- DIRECTIVE A:
From the entries below, repeat word for word the stretch from the line containing "Could you please outline every instance of the warm" through the line containing "Please outline every instance of the warm light on face.".

- EXCERPTED TEXT:

● ● ●

Mirror, export, seed: import data into bqemulator¶

bqemulator ships three CLI subcommands that move catalog state into the emulator:

bqemulator import — mirror schemas (no row data) from a real BigQuery project.
bqemulator export — dump the emulator's catalog and table rows to a portable directory.
bqemulator seed — load that directory back into a fresh catalog.

Combined with backup / restore (which work on DuckDB-portable archives) you can shape a local environment that matches production exactly.

Mirror from a real project¶

Install the import extra:

pip install "bqemulator[import]"

Run the mirror command, passing the source project id. Credentials come from Google Application Default Credentials, exactly like gcloud auth application-default login.

bqemulator import \
    --from-project=my-real-project \
    --dataset=sales --dataset=marketing \
    --target-project=local \
    --data-dir ~/.bqemulator

What happens:

Connects to BigQuery via the official Python client.

● ● ●

- DIRECTIVE B:
Transcribe the stretch of the bqemulator import text above from "bqemulator ships three" through "matches production exactly." without changing a word.

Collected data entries

● ● ●

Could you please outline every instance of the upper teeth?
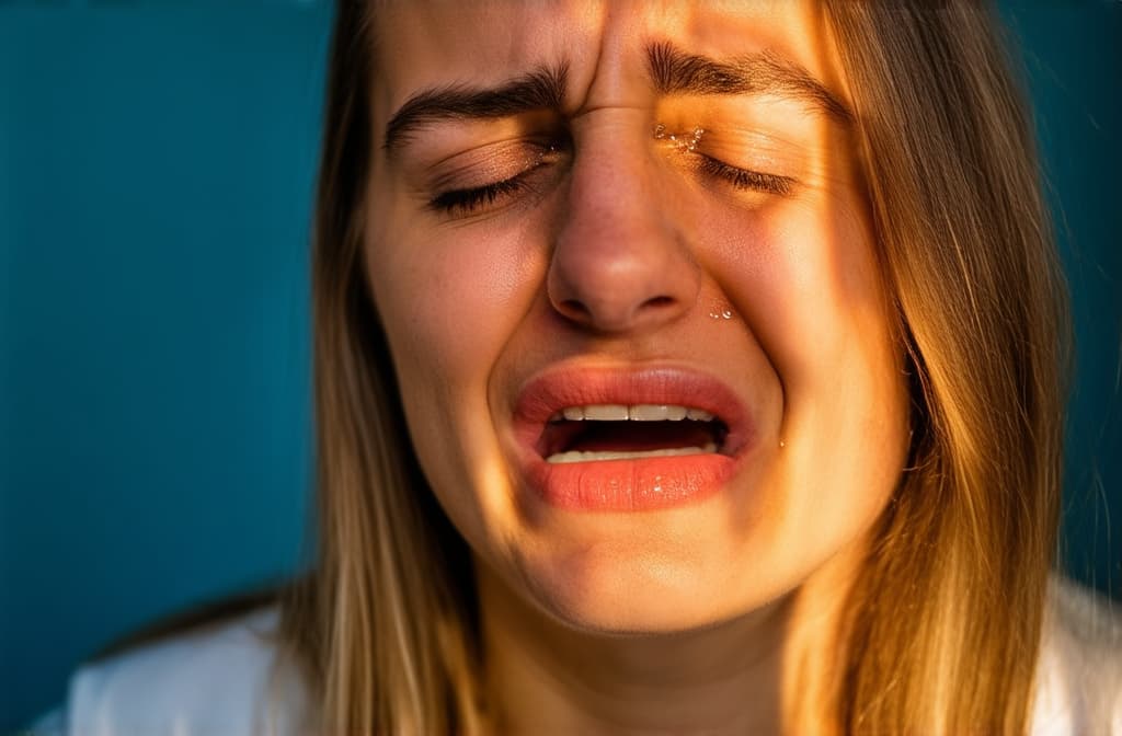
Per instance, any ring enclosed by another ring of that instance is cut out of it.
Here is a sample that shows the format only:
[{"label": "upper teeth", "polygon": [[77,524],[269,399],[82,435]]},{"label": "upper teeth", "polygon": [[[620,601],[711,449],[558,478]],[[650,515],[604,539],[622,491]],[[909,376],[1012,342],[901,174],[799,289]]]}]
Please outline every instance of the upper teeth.
[{"label": "upper teeth", "polygon": [[570,422],[581,420],[599,422],[662,422],[670,420],[678,422],[684,418],[698,422],[712,421],[712,414],[700,408],[689,408],[674,404],[590,404],[588,406],[567,406],[554,414],[554,421],[565,418]]}]

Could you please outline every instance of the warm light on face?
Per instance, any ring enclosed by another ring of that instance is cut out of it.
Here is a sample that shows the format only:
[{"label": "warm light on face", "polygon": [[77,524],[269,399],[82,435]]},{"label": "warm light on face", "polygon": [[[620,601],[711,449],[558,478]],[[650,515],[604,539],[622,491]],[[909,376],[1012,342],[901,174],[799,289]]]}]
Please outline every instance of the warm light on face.
[{"label": "warm light on face", "polygon": [[411,2],[376,52],[369,278],[477,559],[670,631],[857,543],[908,403],[817,12]]}]

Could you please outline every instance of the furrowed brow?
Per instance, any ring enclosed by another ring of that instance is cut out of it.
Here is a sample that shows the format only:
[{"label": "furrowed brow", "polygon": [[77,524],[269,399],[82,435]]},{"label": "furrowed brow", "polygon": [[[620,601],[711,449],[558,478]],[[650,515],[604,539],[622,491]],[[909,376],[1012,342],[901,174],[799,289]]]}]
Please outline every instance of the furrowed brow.
[{"label": "furrowed brow", "polygon": [[417,92],[386,123],[383,147],[390,154],[420,128],[447,120],[508,118],[534,110],[560,110],[568,66],[540,68],[496,88],[451,85]]},{"label": "furrowed brow", "polygon": [[854,120],[849,105],[810,72],[771,52],[717,61],[657,42],[647,46],[646,58],[660,94],[770,94],[792,99],[845,125]]}]

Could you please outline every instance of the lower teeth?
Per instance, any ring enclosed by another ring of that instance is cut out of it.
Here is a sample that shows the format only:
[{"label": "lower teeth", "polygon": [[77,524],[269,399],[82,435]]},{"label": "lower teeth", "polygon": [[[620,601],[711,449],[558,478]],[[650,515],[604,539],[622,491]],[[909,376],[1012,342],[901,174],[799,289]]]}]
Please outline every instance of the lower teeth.
[{"label": "lower teeth", "polygon": [[596,460],[640,460],[644,458],[674,458],[683,454],[707,454],[717,451],[717,445],[712,442],[703,448],[669,448],[666,450],[643,450],[638,452],[580,452],[570,450],[569,452],[555,452],[545,458],[545,462],[594,462]]}]

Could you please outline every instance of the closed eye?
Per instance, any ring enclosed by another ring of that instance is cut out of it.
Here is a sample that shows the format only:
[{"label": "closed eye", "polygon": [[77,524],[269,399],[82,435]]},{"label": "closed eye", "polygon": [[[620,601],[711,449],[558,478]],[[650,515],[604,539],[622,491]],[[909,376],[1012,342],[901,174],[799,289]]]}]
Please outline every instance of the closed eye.
[{"label": "closed eye", "polygon": [[795,180],[778,174],[764,174],[747,168],[729,166],[725,162],[699,154],[698,167],[706,176],[732,184],[734,188],[766,194],[790,194]]},{"label": "closed eye", "polygon": [[526,188],[526,176],[541,166],[541,163],[518,173],[511,178],[493,182],[482,186],[466,190],[441,192],[429,201],[429,206],[451,215],[467,215],[480,208],[495,204],[497,201],[517,194]]},{"label": "closed eye", "polygon": [[429,208],[449,217],[463,218],[500,206],[507,200],[513,201],[517,195],[533,191],[541,183],[540,169],[557,164],[563,154],[560,146],[551,144],[513,176],[478,186],[444,190],[429,200]]}]

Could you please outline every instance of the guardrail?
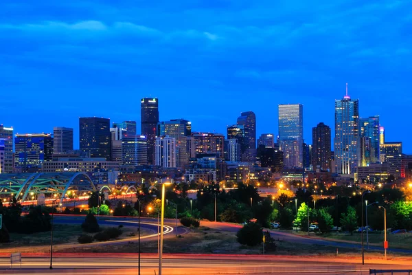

● ● ●

- EXERCISE ANSWER A:
Could you please outline every instance of the warm light on face?
Per instance, any ring enclosed by another ring of that instance is cut out of it.
Here is a sample that shows the format only:
[{"label": "warm light on face", "polygon": [[77,524],[269,399],[82,435]]},{"label": "warm light on face", "polygon": [[[620,601],[711,449],[558,478]],[[650,515],[604,539],[622,491]],[[909,376],[1012,342],[901,174],[799,289]]]}]
Please outline every instance of the warm light on face.

- EXERCISE ANSWER B:
bqemulator ships three CLI subcommands that move catalog state into the emulator:

bqemulator import — mirror schemas (no row data) from a real BigQuery project.
bqemulator export — dump the emulator's catalog and table rows to a portable directory.
bqemulator seed — load that directory back into a fresh catalog.

Combined with backup / restore (which work on DuckDB-portable archives) you can shape a local environment that matches production exactly.